> WHAT THIS EXERCISE ASKS
a – Answer these questions using the article on tongue-tie and breastfeeding below:
(i) What is another name the article gives for ankyloglossia?
(ii) According to the article's categories, where is the frenum in Category 3?
(iii) What three things does the article say wounds can result in?
b – Write out the passage of the article on tongue-tie and breastfeeding from "A tongue is" to "its nutritional benefits?", substituting "limitation" for "restriction".

> TEXT BLOCK
□ □ □ □ □ □ □

Is Your Baby Tongue-Tied? Find Out How to Deal with it While Breastfeeding

Lactation is the essential nutrition aspect for the baby in the first 1,000 days. But one of the challenging situations is the mother feels pain during breastfeeding. It happens because of the ankyloglossia or known as tongue-tie. It is a state that makes breastfeeding difficult and painful in the part of the mother.

Tongue-tie result in mothers abandoning breastfeeding altogether. They will lead to giving formula milk instead which compromises the nutrition value and the opportunity for the baby to invigorate resiliency with the colostrum. Your baby is tongue-tied when he is not able to give their tongue out and over the gums that leads to drawing more to areola into the mouth to bring the milk. The baby will be rooting on the nipple to suck more milk and causing pain to the mother.

Tongue-tie explained

A tongue is considered ‘tied’ when there is restriction of movement. A healthy fetus includes the development and growth of frenums that attaches the tongue to the lower jaw. Some babies have overgrown the tissue that resulted in difficulty of moving their tongue. This affected the sucking of milk during breastfeeding. There is also a case where the baby’s lips are attached in the gums making it challenging to clutch the nipple.

The baby’s tongue-tie is classified according to the location of the attachment of the frenum

  • Category 1- the frenum is attached on the very tip of the tongue
  • Category 2- frenum is a little far behind the tip of the tongue
  • Category 3- Frenum is close to the base of the tongue
  • Category 4- Can be submucosal and also known as posterior ties.

How does baby’s tongue-tie affect breastfeeding and its nutritional benefits?

Baby’s tongue-tie results in sucking vigorously the nipple that can cause damage and pain. They could not latch long, and in the long-run, the baby will no longer take the mother’s breast milk. As a result, the mother’s breast milk supply will be depleted leading to feeding the baby with formula milk. The problem of formula milk in infants is that it does not suffice the ultimate nutrition benefits that only the mother’s milk can provide.

The baby’s tongue-tie can lead to:

  • Breastfeeding problem
  • Speech difficulties
  • Poor oral hygiene
  • The complexity of doing other oral activities

Tips to help you manage baby’s tongue-tie and possibly succeed:

1. Ask the hospital to check for tongue-tie

Checking for tongue-tie in the hospital a few days of baby’s life is a usual practice. But it will be better to ask assurance from the doctor that a thorough check is done. Sometimes, checking the position and location of the frenum is often missed.

2. Ask the clip procedure earlier

Some parents will say the clipping the tongue-tie may no longer necessary like having a circumcision for your son. Of course, you do not want your baby to suffer pain. Wounds can result in pain, bleeding, and infection. But ponder the long-term sway on the child. If the doctor advises that clipping will be the best option, then have it done as early as now. If the tongue-ties is left untreated, it will have an extreme impact on the baby and to the mother. If the baby will suffer and not able to take the colostrum which is needed to complete the nutrition factors, the child will experience the consequence when grows up and get old just because a safe and straightforward procedure was not undertaken.

Clipping a tongue-tie is a decision that you must make with your doctor. The medical world today has several techniques and methods to keep your baby away from harm and risks.

□ □ □ □ □ □ □

> PROVIDED DATA
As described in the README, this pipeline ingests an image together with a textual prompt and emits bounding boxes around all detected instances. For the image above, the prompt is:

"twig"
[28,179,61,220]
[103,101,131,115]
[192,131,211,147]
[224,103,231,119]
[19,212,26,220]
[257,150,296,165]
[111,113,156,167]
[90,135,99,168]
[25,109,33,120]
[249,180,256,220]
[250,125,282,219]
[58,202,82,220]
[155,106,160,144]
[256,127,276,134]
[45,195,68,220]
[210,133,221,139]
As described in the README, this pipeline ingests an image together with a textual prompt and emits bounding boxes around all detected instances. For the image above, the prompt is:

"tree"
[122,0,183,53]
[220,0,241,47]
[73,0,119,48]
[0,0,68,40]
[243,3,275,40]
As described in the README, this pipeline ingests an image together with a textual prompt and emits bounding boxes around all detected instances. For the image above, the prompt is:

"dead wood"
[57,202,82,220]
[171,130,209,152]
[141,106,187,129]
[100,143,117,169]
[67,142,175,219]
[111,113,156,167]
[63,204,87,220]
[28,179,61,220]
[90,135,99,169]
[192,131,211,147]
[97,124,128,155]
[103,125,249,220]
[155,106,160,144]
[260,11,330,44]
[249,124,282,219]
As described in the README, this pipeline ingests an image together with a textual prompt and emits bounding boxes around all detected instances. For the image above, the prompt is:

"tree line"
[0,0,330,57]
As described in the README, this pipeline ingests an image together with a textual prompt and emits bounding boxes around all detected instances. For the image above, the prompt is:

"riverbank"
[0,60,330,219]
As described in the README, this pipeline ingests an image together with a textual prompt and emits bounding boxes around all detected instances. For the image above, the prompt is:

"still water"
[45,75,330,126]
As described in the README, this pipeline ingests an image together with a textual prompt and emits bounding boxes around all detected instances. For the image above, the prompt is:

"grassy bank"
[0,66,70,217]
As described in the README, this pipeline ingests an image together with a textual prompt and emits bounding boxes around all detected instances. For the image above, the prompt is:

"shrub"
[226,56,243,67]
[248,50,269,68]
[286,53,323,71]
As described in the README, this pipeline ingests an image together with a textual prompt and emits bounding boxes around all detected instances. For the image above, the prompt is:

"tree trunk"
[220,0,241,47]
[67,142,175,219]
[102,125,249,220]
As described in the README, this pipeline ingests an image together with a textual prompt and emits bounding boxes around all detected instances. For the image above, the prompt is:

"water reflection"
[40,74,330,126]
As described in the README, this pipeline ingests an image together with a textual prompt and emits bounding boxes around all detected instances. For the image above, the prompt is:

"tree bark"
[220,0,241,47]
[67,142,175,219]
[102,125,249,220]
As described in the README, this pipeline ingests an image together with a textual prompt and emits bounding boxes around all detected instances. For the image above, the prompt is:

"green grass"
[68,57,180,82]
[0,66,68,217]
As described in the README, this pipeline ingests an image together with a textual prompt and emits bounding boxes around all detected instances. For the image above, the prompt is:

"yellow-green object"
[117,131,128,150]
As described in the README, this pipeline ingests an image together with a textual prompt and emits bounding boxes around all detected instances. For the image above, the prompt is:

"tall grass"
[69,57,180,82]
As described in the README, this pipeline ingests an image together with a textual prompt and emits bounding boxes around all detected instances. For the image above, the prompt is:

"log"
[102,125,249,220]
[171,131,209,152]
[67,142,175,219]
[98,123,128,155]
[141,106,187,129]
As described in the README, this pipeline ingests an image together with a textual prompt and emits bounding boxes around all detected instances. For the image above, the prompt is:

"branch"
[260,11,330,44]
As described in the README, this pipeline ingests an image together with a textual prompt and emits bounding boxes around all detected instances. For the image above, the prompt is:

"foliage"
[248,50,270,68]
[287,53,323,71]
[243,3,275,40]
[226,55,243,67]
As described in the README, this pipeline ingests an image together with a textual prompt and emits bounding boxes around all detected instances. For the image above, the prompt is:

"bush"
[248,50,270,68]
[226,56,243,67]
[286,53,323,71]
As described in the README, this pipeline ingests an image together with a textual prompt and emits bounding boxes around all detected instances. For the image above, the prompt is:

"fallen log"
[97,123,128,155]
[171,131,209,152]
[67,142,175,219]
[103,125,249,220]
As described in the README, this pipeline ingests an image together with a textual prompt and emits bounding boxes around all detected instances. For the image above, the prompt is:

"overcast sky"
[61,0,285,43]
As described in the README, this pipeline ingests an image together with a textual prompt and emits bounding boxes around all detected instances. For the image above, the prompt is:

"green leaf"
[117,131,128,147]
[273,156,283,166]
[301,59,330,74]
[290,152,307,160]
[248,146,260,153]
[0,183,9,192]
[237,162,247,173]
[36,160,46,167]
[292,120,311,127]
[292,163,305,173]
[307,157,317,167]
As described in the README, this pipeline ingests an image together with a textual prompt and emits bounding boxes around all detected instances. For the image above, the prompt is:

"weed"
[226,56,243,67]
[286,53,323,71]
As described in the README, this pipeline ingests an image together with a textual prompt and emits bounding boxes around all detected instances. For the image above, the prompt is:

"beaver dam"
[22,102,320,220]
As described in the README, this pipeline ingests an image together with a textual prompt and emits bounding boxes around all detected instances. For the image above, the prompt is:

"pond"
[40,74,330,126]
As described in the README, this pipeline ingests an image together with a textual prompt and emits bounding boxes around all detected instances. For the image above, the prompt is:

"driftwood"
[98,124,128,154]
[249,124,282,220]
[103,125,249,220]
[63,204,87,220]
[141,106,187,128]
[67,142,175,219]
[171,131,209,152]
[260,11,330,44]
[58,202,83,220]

□ □ □ □ □ □ □

> EXPECTED RESPONSES
a –
(i) Tongue-tie.
(ii) Close to the base of the tongue.
(iii) Pain, bleeding, and infection.

b –
A tongue is considered ‘tied’ when there is limitation of movement. A healthy fetus includes the development and growth of frenums that attaches the tongue to the lower jaw. Some babies have overgrown the tissue that resulted in difficulty of moving their tongue. This affected the sucking of milk during breastfeeding. There is also a case where the baby’s lips are attached in the gums making it challenging to clutch the nipple.

The baby’s tongue-tie is classified according to the location of the attachment of the frenum

  • Category 1- the frenum is attached on the very tip of the tongue
  • Category 2- frenum is a little far behind the tip of the tongue
  • Category 3- Frenum is close to the base of the tongue
  • Category 4- Can be submucosal and also known as posterior ties.

How does baby’s tongue-tie affect breastfeeding and its nutritional benefits?